# THE RECORDS start

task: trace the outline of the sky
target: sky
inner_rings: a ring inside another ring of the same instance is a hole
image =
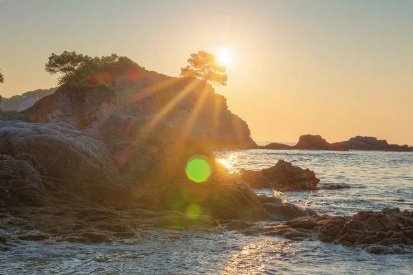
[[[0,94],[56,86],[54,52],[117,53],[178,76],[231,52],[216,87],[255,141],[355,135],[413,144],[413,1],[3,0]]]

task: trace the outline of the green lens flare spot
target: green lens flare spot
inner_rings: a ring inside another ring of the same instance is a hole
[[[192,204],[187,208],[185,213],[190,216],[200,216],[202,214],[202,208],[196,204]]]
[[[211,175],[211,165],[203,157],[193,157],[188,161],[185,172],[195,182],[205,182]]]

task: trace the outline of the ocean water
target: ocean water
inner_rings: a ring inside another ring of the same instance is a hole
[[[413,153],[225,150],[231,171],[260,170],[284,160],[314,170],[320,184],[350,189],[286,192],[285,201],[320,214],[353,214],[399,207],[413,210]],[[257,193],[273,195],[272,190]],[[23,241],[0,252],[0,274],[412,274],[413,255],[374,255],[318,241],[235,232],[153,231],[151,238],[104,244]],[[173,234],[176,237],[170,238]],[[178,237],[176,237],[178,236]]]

# THE RECORDS end
# THE RECORDS start

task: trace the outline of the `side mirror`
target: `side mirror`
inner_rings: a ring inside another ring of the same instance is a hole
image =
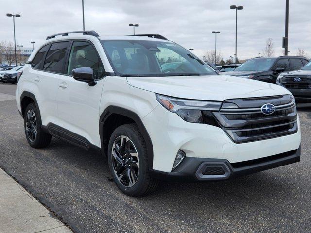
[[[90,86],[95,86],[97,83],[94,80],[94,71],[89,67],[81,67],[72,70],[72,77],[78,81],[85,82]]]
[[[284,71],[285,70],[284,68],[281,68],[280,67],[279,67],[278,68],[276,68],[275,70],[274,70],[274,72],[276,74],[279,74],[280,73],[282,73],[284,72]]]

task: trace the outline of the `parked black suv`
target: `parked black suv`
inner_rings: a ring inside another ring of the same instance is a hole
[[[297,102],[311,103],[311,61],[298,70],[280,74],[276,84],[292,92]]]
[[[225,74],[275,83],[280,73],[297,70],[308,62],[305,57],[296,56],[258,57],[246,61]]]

# THE RECORDS end
# THE RECORDS start

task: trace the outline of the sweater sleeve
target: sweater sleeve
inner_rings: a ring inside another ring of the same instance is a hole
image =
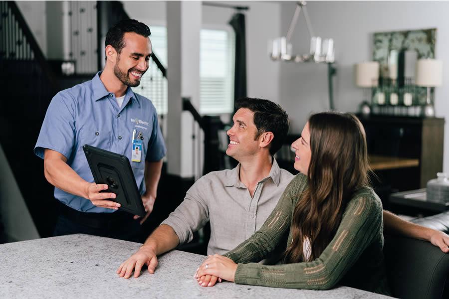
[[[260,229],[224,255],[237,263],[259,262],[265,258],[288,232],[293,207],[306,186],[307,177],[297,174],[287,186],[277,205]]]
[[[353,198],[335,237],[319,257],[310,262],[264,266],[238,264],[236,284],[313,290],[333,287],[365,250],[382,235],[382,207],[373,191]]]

# THE RECORDS end

> _TASK PROMPT_
Collect every line of the listing above that contains the string "sweater", and reproduce each one in full.

> _WRITTEN ANSWER_
task: trace the outline of the sweater sleeve
target: sweater sleeve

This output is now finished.